— Material shown —
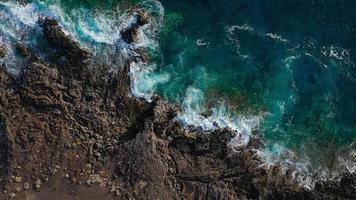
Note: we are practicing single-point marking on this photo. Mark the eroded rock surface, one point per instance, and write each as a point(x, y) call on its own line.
point(83, 137)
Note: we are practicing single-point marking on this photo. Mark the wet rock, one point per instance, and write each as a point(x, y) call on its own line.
point(18, 179)
point(2, 51)
point(130, 34)
point(63, 43)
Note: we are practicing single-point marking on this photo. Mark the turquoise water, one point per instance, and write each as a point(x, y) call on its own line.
point(284, 70)
point(292, 60)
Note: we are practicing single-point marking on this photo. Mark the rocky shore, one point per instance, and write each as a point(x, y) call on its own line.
point(70, 130)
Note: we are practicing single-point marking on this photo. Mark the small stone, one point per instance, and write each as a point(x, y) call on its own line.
point(12, 195)
point(26, 186)
point(38, 184)
point(18, 179)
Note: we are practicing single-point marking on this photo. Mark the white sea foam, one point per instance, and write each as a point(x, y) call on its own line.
point(144, 80)
point(220, 117)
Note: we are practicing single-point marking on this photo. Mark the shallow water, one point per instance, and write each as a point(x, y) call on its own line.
point(283, 68)
point(290, 62)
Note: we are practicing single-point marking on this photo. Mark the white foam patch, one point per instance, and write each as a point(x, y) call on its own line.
point(193, 115)
point(144, 81)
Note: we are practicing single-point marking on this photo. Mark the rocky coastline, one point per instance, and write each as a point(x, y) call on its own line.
point(70, 130)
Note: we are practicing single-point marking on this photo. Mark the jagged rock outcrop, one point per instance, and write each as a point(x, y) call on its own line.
point(83, 137)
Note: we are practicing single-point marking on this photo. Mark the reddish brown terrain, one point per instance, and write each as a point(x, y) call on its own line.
point(70, 130)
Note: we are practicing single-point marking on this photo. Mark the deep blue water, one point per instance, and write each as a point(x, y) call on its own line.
point(293, 60)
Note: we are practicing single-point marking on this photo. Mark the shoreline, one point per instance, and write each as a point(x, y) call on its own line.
point(63, 112)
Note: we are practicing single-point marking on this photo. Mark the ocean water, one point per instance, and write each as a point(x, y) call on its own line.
point(290, 65)
point(284, 70)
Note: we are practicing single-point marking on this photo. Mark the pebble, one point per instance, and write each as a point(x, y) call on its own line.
point(38, 184)
point(18, 179)
point(26, 186)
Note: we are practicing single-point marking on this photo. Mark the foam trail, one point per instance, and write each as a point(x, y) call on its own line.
point(144, 81)
point(192, 115)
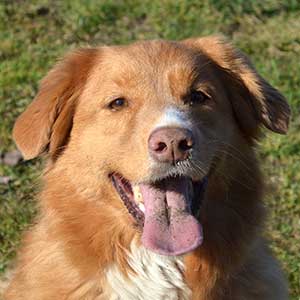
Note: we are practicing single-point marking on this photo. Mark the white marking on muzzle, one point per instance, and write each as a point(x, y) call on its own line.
point(173, 117)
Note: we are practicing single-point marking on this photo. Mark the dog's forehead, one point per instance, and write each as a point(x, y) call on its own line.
point(152, 60)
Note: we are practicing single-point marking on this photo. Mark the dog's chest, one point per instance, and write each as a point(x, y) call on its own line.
point(157, 277)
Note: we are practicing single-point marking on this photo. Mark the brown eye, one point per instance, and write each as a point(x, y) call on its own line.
point(117, 104)
point(196, 97)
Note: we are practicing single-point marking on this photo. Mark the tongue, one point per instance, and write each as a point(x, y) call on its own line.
point(170, 228)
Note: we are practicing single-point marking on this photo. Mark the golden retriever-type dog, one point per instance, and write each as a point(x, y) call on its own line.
point(152, 188)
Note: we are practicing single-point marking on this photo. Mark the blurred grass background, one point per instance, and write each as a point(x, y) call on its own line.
point(34, 34)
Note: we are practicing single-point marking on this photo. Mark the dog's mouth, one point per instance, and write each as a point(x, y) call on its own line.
point(166, 211)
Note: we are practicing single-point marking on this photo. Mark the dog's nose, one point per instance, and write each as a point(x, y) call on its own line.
point(170, 144)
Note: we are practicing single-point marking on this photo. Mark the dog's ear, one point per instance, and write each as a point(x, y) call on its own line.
point(46, 123)
point(253, 99)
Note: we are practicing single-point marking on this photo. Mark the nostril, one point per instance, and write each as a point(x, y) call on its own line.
point(161, 146)
point(185, 145)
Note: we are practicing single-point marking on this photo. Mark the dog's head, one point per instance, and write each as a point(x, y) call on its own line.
point(153, 120)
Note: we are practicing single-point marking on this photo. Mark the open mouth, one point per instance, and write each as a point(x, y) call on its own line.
point(166, 211)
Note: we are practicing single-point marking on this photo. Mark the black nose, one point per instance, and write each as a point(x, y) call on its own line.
point(170, 144)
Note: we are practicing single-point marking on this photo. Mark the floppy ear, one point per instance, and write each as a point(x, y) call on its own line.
point(253, 99)
point(46, 123)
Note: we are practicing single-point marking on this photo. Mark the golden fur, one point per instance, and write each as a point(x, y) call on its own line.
point(83, 228)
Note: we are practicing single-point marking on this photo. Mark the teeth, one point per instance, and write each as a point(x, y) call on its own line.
point(141, 207)
point(137, 194)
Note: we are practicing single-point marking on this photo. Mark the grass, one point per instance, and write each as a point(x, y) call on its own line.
point(34, 34)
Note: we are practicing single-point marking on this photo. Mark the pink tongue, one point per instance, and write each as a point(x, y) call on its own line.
point(170, 228)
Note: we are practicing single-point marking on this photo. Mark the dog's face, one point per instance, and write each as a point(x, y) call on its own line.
point(151, 120)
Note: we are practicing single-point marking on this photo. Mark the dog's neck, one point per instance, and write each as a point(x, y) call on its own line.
point(150, 277)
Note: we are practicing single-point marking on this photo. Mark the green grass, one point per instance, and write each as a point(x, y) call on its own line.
point(33, 34)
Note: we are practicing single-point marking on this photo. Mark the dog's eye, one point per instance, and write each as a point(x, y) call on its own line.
point(117, 104)
point(196, 97)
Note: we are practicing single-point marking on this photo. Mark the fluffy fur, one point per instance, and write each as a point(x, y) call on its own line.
point(84, 244)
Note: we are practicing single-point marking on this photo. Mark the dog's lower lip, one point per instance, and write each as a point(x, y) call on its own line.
point(136, 208)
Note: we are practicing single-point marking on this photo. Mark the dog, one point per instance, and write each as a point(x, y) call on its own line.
point(152, 188)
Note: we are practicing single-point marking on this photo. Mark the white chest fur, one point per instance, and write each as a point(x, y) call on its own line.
point(157, 278)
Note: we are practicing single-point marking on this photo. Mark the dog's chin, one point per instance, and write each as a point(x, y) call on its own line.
point(165, 210)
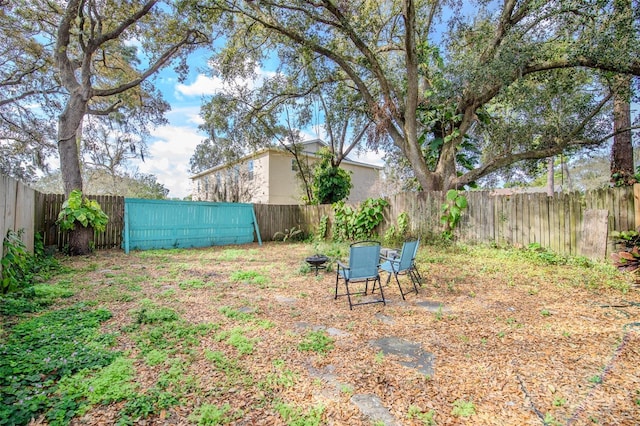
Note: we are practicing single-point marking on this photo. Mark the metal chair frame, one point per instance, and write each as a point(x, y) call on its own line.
point(404, 263)
point(355, 272)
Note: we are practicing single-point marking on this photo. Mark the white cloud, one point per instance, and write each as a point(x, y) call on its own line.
point(169, 158)
point(202, 86)
point(207, 86)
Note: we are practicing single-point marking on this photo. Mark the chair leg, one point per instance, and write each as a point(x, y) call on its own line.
point(346, 284)
point(399, 286)
point(384, 302)
point(417, 274)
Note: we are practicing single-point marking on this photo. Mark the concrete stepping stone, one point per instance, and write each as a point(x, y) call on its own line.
point(285, 299)
point(412, 354)
point(385, 319)
point(432, 306)
point(371, 406)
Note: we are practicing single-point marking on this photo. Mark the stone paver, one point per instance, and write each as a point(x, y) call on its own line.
point(412, 354)
point(371, 406)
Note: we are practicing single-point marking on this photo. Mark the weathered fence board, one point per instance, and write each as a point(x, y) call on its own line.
point(51, 204)
point(518, 219)
point(17, 207)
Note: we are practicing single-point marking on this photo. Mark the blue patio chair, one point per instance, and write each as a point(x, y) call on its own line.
point(404, 263)
point(364, 259)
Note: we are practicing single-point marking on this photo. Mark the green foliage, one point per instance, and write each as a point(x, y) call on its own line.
point(330, 184)
point(237, 339)
point(323, 227)
point(20, 268)
point(281, 378)
point(15, 263)
point(79, 209)
point(629, 239)
point(211, 415)
point(110, 384)
point(543, 256)
point(427, 418)
point(288, 234)
point(462, 408)
point(297, 417)
point(39, 352)
point(251, 277)
point(151, 314)
point(452, 212)
point(358, 224)
point(317, 341)
point(397, 234)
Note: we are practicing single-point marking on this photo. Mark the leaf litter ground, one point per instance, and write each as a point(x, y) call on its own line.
point(517, 343)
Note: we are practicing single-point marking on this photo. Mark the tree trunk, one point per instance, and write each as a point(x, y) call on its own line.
point(550, 177)
point(622, 170)
point(80, 240)
point(68, 124)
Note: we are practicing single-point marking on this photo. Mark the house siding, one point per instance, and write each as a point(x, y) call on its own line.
point(274, 181)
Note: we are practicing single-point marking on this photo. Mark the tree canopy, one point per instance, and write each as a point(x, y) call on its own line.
point(429, 74)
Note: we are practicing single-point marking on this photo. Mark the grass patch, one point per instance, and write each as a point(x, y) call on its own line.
point(317, 341)
point(294, 416)
point(248, 277)
point(40, 352)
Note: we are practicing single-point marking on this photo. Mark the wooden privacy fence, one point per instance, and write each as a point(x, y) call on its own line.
point(556, 223)
point(522, 219)
point(17, 211)
point(156, 224)
point(49, 205)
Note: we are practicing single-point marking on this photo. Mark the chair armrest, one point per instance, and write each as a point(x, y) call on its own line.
point(342, 265)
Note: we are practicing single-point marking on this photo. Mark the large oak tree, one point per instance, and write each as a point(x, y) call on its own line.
point(94, 57)
point(424, 72)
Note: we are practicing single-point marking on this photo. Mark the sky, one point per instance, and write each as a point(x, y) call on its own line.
point(172, 145)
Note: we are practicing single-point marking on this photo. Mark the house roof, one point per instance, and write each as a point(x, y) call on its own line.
point(306, 143)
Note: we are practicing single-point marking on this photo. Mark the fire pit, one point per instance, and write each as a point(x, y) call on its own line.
point(317, 261)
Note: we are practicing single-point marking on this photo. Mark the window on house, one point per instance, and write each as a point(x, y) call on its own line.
point(250, 169)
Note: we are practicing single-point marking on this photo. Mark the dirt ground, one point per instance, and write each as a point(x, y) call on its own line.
point(522, 344)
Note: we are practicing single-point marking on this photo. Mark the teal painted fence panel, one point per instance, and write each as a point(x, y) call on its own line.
point(162, 224)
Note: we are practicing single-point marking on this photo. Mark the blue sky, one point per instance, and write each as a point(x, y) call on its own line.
point(172, 145)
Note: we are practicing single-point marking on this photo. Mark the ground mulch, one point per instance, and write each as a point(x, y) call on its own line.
point(526, 345)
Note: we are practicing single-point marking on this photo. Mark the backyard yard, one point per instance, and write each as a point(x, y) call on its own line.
point(249, 335)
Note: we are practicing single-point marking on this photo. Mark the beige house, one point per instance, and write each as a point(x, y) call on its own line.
point(269, 176)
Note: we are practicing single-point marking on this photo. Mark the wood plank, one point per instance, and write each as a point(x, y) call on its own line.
point(594, 234)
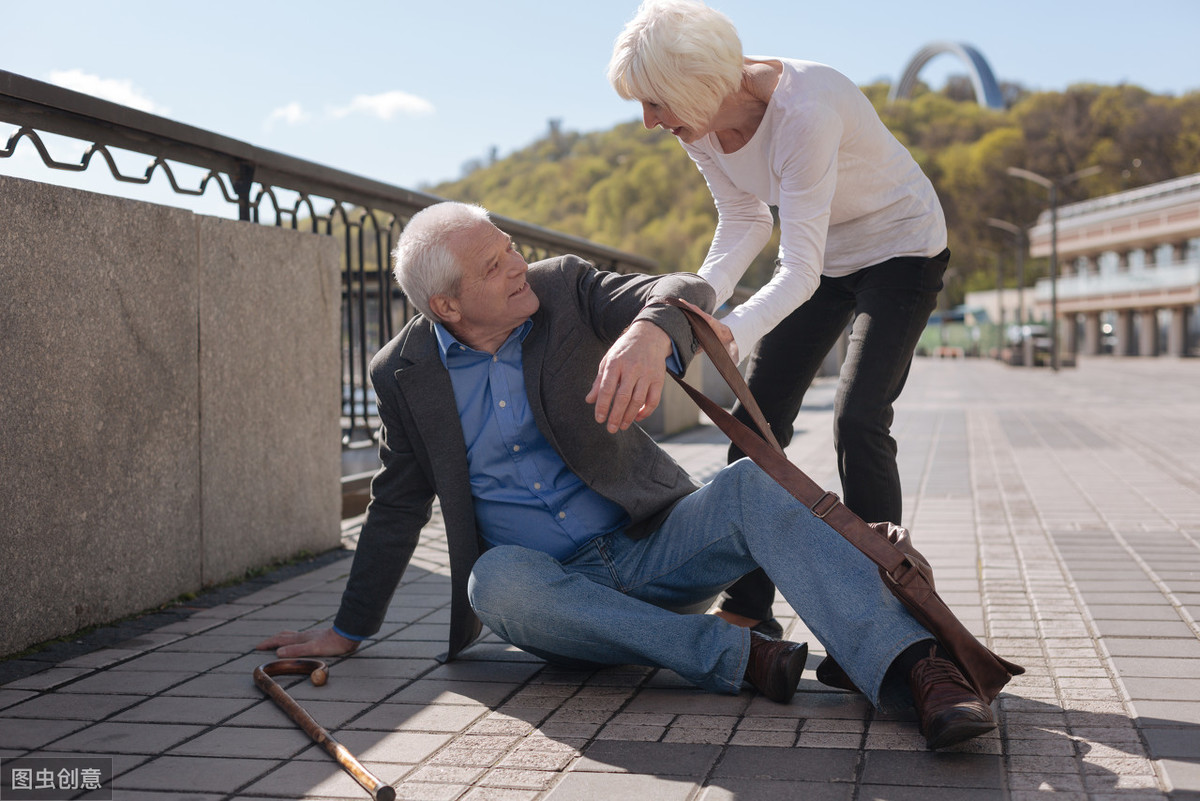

— Given problem —
Render the data above, from the line with "Mark the teal" to the line with "point(162, 224)", both included, as a JSON list of strings with one string per line and blank lines left out.

— In response —
[
  "Note: we are practicing single-point marking on this photo. Mark the teal painted fence panel, one point per instance, and write each as a point(x, y) call on its own line.",
  "point(162, 224)"
]